◆ Available data ◆
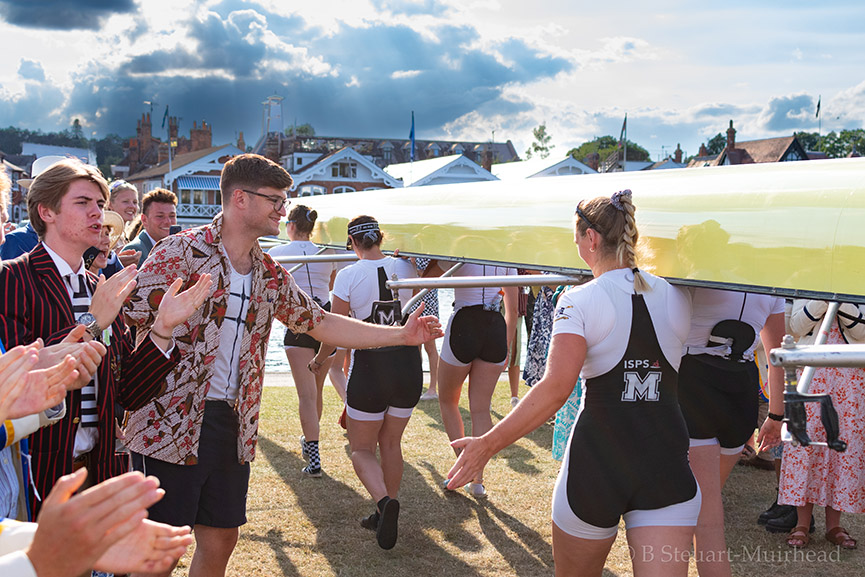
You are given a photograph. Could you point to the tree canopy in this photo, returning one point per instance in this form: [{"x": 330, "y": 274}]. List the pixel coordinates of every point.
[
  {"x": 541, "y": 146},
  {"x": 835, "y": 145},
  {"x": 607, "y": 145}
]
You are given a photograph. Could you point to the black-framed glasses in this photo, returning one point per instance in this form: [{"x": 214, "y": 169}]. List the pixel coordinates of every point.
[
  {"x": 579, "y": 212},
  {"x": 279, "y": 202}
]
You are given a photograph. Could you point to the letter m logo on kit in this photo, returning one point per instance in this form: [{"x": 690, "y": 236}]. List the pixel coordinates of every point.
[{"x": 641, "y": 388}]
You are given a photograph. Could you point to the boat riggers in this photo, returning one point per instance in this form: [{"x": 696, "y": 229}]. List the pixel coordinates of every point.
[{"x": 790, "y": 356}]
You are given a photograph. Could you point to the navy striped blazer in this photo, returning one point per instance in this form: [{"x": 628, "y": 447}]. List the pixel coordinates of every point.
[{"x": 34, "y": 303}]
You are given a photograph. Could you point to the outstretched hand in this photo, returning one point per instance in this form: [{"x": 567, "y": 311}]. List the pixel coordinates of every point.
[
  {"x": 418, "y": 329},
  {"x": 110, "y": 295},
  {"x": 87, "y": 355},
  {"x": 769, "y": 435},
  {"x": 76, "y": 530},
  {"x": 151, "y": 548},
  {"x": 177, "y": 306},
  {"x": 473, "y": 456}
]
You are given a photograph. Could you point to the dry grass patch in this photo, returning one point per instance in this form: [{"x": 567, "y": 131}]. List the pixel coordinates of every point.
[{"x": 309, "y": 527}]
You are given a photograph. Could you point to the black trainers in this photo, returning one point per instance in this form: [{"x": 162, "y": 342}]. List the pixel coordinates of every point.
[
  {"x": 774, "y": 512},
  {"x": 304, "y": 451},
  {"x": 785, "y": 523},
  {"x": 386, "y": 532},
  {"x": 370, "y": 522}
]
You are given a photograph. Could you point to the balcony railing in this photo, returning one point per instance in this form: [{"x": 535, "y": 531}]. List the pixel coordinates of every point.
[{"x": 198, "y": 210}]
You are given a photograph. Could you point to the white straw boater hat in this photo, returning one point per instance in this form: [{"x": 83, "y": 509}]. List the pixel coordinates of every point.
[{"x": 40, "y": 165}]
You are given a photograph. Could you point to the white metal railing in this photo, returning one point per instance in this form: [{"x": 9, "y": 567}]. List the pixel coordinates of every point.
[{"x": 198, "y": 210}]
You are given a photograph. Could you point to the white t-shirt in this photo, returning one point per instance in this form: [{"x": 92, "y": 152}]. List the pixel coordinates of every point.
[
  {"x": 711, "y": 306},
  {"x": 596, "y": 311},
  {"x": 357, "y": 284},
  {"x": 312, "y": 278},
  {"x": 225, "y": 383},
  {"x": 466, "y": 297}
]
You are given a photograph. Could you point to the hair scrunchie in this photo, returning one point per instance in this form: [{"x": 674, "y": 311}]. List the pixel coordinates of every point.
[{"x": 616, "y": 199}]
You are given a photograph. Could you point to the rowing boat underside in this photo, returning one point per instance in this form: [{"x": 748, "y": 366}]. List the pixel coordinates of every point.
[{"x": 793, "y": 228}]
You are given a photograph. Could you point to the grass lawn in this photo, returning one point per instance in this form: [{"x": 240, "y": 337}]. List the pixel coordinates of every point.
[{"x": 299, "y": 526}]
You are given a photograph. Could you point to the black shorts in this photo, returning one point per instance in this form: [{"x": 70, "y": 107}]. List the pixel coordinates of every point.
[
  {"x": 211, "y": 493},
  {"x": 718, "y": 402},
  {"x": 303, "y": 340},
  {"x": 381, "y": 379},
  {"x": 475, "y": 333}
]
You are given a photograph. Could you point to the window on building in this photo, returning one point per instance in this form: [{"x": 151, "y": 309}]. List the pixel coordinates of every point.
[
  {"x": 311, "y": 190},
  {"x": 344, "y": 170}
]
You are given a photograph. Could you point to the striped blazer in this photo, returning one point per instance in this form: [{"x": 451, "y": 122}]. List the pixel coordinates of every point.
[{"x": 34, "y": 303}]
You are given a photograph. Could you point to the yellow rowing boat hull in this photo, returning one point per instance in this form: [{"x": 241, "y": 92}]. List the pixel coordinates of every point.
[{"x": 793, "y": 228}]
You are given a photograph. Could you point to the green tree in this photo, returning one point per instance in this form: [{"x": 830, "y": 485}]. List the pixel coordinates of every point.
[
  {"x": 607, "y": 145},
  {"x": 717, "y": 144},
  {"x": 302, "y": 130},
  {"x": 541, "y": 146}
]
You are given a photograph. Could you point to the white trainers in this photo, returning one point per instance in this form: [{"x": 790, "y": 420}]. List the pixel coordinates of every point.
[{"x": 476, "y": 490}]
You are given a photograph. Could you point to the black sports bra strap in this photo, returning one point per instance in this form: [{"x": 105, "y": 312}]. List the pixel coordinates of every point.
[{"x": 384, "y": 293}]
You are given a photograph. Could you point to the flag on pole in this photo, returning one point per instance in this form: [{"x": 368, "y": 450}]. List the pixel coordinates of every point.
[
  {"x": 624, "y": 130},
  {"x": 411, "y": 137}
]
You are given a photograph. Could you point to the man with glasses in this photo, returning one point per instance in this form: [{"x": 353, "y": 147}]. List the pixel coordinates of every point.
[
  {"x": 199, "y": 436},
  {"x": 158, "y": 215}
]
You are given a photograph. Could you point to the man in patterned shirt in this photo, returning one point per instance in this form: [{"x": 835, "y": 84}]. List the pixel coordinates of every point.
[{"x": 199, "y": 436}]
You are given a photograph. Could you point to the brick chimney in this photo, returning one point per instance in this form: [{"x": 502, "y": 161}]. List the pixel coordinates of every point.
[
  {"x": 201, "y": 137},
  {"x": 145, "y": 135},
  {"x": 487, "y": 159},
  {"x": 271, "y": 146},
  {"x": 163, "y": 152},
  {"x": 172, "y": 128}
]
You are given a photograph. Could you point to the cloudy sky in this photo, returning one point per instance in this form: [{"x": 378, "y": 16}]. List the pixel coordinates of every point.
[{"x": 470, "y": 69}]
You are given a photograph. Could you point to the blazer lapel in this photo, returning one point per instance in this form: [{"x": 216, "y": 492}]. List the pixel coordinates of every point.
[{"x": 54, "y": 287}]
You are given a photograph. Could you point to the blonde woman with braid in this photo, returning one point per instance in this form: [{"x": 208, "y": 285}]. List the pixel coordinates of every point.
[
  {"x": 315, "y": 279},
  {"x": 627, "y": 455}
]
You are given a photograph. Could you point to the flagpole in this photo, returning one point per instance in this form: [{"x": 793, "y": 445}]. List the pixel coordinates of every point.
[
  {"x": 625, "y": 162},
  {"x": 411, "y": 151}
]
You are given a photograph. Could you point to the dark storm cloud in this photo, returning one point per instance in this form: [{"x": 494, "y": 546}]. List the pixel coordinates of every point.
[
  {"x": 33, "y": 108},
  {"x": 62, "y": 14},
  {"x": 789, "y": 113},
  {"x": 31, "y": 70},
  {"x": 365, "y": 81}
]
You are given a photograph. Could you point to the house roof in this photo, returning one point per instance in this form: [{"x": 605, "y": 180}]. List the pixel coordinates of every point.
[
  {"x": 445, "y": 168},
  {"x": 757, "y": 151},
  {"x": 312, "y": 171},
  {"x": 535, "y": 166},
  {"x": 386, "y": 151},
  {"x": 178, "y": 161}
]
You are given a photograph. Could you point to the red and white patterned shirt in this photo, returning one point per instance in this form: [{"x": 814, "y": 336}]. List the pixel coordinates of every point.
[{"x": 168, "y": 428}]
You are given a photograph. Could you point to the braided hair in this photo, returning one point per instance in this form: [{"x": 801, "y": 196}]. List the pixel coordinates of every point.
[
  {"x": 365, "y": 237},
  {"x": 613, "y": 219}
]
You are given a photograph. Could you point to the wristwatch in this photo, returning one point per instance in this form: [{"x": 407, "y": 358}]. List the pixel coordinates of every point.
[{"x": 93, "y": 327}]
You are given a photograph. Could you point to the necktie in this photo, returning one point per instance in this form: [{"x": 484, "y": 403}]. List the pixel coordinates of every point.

◆ Given exercise ◆
Rewrite the part of the material above that starts with the line containing "You are given a photograph. Could you point to the braided" and runs through the end of the material as a numbered list, leaving out any blank lines.

◆ Result ◆
1. You are given a photograph. Could you point to the braided hair in this photo, returning one point per instance in this form: [{"x": 801, "y": 196}]. List the pixel coordinates of every point.
2. [
3.   {"x": 365, "y": 237},
4.   {"x": 613, "y": 219}
5. ]
6. You are given a photograph. Could you point to the wristwatch in this photo, returning one point per instance in this form: [{"x": 407, "y": 358}]. List the pixel coordinates of every point.
7. [{"x": 93, "y": 327}]
8. You are given a photograph. Could you point to the necktie in this photo, returning one point per instance in this form: [{"x": 484, "y": 403}]. List the pixel coordinates of every point.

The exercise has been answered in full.